═════ PAGE EXCERPT ═════
[Haskell-cafe] Type-level naturals & multiplication

[Martin Sulzmann]

On Tue, Oct 13, 2009 at 9:37 AM, Simon Peyton-Jones
<simonpj at microsoft.com>wrote:

> | > Is there any way to define type-level multiplication without requiring
> | > undecidable instances?
> |
> | No, not at the moment.  The reasons are explained in the paper "Type
> | Checking with Open Type Functions" (ICFP'08):
> |
> |    http://www.cse.unsw.edu.au/~chak/papers/tc-tfs.pdf<http://www.cse.unsw.edu.au/%7Echak/papers/tc-tfs.pdf>
> |
> | We want to eventually add closed *type families* to the system (ie,
> | families where you can't add new instances in other modules).  For
> | such closed families, we should be able to admit more complex
> | instances without requiring undecidable instances.
>
> It's also worth noting that while "undecidable" instances sound scary, but
> all it means is that the type checker can't prove that type inference will
> terminate.  We accept this lack-of-guarantee for the programs we *run*, and
> type inference can (worst case) take exponential time which is not so
> different from failing to terminate; so risking non-termination in type
> inference is arguably not so bad.
═════ RECORDED INFORMATION ═════
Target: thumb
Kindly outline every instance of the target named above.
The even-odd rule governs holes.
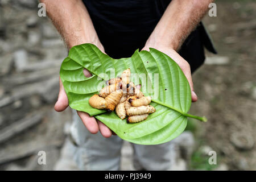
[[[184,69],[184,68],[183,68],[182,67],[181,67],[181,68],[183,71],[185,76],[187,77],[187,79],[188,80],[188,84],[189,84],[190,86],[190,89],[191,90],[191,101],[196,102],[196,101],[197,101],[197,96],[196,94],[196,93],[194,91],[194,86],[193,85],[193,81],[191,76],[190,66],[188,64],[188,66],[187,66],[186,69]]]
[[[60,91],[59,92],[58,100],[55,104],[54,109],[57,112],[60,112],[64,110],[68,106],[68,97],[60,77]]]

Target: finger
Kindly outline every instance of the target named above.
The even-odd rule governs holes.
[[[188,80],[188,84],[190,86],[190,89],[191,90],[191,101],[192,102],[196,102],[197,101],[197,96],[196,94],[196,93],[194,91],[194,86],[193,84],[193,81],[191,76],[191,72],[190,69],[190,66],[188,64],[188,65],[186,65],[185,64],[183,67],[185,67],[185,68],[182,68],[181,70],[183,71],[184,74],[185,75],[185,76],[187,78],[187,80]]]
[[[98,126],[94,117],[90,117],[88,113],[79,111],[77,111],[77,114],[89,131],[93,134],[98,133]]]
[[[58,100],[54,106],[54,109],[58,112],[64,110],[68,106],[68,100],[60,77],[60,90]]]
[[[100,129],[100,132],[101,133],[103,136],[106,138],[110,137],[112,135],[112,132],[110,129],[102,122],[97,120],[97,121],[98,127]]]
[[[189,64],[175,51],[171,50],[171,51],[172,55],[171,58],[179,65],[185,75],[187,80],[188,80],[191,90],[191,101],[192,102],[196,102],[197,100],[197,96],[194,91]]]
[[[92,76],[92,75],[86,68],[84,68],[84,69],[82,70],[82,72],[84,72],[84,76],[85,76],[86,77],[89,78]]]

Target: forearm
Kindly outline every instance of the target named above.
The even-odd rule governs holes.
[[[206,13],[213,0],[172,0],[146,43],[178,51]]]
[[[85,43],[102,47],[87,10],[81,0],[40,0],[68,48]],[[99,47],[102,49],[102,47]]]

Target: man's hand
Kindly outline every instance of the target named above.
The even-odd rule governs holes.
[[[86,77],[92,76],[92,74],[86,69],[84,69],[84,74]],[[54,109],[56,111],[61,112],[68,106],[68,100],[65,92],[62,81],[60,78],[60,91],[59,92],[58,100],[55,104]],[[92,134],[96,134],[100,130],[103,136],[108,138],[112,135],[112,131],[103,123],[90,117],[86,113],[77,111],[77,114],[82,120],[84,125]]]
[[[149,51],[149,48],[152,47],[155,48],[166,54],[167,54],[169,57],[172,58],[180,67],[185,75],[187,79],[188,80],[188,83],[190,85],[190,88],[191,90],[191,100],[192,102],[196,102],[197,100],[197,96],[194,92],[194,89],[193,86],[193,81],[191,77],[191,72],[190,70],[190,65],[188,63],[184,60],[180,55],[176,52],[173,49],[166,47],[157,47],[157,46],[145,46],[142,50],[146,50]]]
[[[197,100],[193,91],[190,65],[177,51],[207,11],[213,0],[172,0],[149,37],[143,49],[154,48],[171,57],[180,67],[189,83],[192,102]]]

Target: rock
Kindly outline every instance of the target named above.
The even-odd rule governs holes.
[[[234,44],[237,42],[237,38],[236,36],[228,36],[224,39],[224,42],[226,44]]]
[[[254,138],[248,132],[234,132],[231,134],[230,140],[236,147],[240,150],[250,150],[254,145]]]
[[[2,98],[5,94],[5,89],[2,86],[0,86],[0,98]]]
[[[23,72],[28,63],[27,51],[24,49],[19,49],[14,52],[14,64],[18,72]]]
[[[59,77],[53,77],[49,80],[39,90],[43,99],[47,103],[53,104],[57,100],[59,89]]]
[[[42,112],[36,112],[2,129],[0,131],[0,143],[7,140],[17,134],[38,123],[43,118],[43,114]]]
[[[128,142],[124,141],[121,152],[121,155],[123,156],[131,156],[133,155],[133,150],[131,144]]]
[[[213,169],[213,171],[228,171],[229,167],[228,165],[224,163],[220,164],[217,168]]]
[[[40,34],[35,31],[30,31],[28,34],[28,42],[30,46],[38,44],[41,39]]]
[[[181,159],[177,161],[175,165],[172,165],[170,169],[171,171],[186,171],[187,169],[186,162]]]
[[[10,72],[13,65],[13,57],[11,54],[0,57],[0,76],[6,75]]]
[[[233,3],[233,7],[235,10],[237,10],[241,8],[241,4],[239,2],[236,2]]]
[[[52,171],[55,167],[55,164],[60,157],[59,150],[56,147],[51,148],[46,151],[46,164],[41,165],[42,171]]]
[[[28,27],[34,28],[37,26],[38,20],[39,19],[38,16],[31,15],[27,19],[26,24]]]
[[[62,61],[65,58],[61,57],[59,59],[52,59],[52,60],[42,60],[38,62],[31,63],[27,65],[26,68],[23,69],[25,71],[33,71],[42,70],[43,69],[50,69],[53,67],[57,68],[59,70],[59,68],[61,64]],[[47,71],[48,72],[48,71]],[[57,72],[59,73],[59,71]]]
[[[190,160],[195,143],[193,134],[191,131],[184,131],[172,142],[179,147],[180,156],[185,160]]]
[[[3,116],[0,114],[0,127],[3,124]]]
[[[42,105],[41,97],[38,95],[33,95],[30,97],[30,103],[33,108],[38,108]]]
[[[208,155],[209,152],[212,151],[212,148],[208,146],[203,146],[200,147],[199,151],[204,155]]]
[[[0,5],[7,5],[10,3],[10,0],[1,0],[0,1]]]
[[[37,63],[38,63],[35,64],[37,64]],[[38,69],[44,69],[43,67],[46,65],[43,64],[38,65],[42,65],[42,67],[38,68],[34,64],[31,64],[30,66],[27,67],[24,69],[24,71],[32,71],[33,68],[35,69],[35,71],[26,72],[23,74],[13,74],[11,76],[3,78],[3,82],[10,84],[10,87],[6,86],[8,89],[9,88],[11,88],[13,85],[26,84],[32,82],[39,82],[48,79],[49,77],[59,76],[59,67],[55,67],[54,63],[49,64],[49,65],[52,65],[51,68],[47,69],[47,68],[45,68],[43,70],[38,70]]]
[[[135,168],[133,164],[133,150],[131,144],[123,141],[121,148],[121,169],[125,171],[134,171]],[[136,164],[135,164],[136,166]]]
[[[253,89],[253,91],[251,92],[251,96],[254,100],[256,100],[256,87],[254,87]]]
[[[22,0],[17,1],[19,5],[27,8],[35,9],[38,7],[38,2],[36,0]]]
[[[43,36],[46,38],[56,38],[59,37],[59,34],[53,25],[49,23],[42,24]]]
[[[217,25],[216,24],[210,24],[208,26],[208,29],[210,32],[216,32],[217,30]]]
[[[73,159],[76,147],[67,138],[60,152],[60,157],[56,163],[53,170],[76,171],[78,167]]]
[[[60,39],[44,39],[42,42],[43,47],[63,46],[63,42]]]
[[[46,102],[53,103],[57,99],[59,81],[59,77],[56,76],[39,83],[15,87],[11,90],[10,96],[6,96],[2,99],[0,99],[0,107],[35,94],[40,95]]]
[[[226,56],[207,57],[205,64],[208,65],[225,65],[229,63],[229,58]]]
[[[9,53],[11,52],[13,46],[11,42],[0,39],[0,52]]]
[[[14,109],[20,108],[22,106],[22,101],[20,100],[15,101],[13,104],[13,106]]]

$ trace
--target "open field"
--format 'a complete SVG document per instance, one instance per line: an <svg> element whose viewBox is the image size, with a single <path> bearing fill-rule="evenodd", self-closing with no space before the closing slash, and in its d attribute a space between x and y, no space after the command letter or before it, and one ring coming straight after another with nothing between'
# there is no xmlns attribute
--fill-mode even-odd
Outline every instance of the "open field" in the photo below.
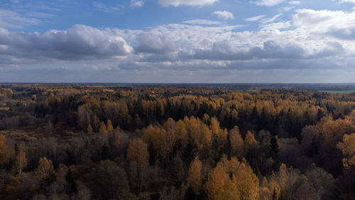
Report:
═════
═════ RECORDED INFORMATION ═════
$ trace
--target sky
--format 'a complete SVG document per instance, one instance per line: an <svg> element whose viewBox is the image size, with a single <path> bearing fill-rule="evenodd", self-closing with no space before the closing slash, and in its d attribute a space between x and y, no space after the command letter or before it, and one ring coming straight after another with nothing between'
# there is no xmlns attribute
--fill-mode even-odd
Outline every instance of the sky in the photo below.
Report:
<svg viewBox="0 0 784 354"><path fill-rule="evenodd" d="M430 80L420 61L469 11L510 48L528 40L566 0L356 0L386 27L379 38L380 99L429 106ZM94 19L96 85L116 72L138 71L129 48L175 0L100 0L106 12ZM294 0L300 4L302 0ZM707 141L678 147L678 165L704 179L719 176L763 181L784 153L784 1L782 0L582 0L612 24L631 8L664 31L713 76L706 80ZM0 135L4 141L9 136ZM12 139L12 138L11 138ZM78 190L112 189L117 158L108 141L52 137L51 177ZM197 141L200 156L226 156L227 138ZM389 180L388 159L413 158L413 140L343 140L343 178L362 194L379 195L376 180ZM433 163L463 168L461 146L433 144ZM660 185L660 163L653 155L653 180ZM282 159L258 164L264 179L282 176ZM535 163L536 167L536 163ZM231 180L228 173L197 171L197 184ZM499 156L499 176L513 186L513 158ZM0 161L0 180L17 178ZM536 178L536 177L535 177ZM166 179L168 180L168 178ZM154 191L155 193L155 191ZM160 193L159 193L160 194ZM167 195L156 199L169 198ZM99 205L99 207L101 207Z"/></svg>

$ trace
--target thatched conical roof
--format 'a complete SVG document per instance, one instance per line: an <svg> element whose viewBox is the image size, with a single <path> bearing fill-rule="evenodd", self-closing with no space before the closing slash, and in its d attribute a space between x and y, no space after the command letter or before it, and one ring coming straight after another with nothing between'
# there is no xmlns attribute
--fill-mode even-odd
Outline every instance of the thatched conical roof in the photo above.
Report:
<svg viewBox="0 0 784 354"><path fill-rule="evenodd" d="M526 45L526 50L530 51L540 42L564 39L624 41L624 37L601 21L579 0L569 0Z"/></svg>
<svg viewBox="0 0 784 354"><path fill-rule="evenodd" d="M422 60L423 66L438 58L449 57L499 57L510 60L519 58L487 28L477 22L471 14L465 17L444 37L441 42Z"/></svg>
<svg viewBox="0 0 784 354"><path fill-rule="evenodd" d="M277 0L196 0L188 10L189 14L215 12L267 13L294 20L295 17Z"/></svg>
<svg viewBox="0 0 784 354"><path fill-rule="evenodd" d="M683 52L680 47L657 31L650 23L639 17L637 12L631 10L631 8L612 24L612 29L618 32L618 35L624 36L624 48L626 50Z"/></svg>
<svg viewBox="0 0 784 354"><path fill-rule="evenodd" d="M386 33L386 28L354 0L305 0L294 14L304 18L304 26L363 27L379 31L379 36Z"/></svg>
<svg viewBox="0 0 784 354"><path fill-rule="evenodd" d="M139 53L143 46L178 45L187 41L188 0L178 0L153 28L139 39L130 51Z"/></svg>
═════
WORK INSTRUCTIONS
Give a two-sentence summary of the thread on type-level multiplication.

SOLUTION FOR THIS TASK
Type-level multiplication cannot currently be defined without undecidable instances, for reasons explained in the paper "Type Checking with Open Type Functions" (ICFP'08), though closed type families, which are planned for the future, should allow more complex instances without them. Undecidable instances only mean the type checker cannot prove that type inference will terminate, and since that guarantee is already absent for the programs we run and inference can take exponential time anyway, the risk is arguably not so bad.